→ **Aufgabe 1**: Warum brechen laut dem Artikel über Berlusconi und die Deutschen die Börsenkurse in aller Welt ein?

→ **Zitierter Text**:
⁂

URI: 
       # taz.de -- Berlusconi und die Deutschen: Demokratie ist, wenn‘s Ergebnis passt
       
       > Warum man in Deutschland nicht versteht, was die Italiener an Silvio
       > Berlusconi finden. Und warum das mit dem Euro vielleicht doch keine so
       > gute Idee war.
       
   IMG Bild: Irgendwie knuddelig? Berlusconi bei einer Rede im italienischen Parlament im September 2010.
       
       Der Kapitalismus wird auch immer seltsamer: Früher bestellte das Kapital
       ein paar Laufburschen in die Regierung, den „geschäftsführenden Ausschuss
       der Bourgeoisie“, wie es im Kommunistischen Manifest sinngemäß [1][heißt],
       und fürchtete nichts so sehr, wie dass die Roten die Macht übernehmen
       könnten. Heute brechen die Börsenkurse in aller Welt ein, weil die
       italienischen Sozialisten die Mehrheit in einer der beiden Kammern des
       Parlaments [2][verpasst] haben. Demokratie ist, wenn das Ergebnis passt.

⁂

→ **Angezeigte Daten**:
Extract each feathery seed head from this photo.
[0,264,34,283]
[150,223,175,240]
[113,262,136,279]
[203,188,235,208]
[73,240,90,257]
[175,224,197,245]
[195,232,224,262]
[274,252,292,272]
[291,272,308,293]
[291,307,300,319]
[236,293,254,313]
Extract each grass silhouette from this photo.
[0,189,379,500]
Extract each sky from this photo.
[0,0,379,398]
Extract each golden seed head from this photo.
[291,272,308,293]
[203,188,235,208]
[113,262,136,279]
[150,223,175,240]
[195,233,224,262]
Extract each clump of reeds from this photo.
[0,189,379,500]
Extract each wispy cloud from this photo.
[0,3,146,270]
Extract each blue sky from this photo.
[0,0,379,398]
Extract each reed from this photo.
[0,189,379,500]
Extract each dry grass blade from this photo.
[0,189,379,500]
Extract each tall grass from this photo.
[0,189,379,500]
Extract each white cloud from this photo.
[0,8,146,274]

⁂

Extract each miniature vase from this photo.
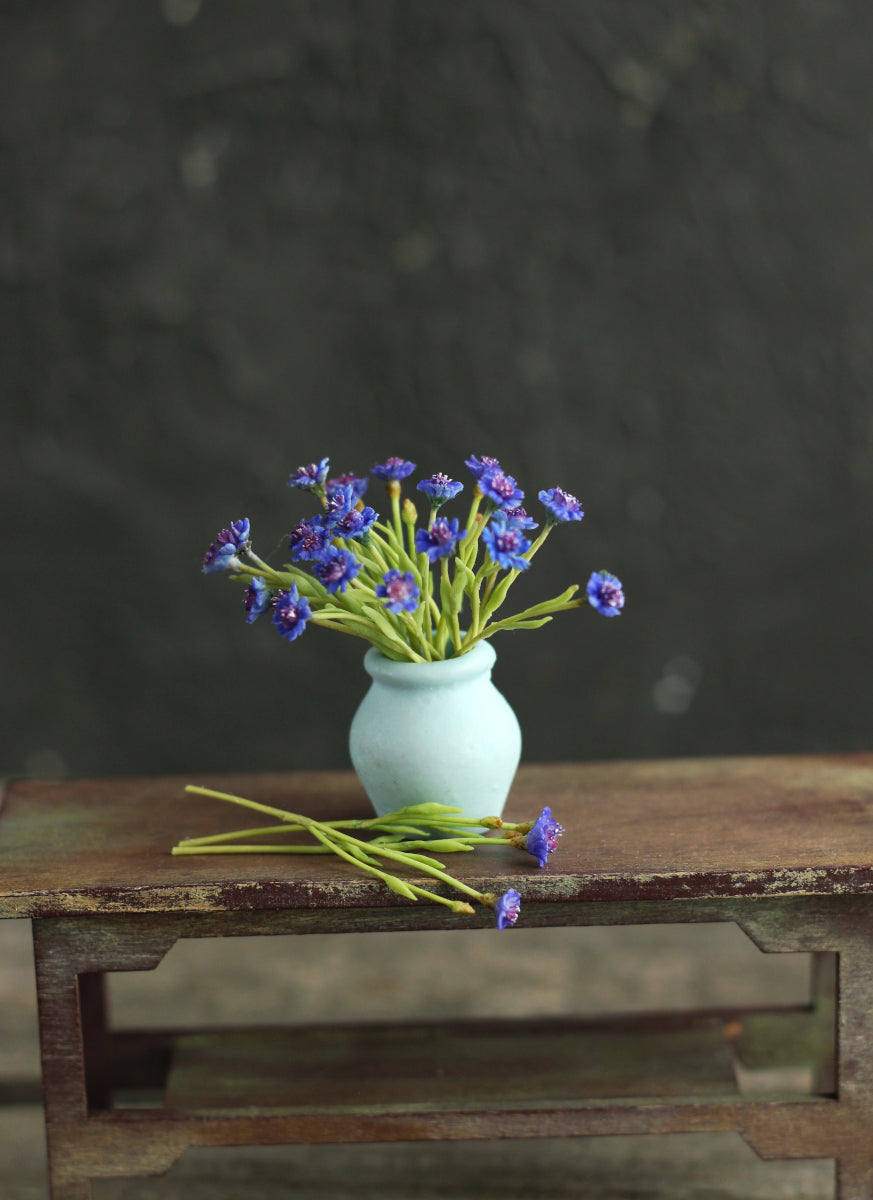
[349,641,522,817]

⁂

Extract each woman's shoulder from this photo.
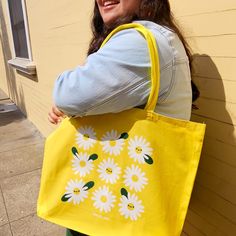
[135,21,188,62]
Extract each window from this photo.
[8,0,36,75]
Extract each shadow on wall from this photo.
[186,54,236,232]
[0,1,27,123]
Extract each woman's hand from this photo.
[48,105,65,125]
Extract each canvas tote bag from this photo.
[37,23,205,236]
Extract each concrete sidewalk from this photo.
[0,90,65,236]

⁂

→ **Aufgabe 2**: Wandle in den Datensätzen die Zeilen von der Zeile mit „Extract each golden“ bis einschließlich der Zeile mit „[0,8,146,274]“ in eine nummerierte Liste um und lass dabei Leerzeilen weg.

→ **Ergebnis 1**: Weil die italienischen Sozialisten die Mehrheit in einer der beiden Kammern des Parlaments verpasst haben.

→ **Ergebnis 2**:
1. Extract each golden seed head from this photo.
2. [291,272,308,293]
3. [203,188,235,208]
4. [113,262,136,279]
5. [150,223,175,240]
6. [195,233,224,262]
7. Extract each clump of reeds from this photo.
8. [0,189,379,500]
9. Extract each wispy cloud from this photo.
10. [0,3,146,270]
11. Extract each blue sky from this photo.
12. [0,0,379,398]
13. Extract each reed from this photo.
14. [0,189,379,500]
15. Extract each dry grass blade from this photo.
16. [0,189,379,500]
17. Extract each tall grass from this photo.
18. [0,189,379,500]
19. Extract each white cloud from this photo.
20. [0,8,146,274]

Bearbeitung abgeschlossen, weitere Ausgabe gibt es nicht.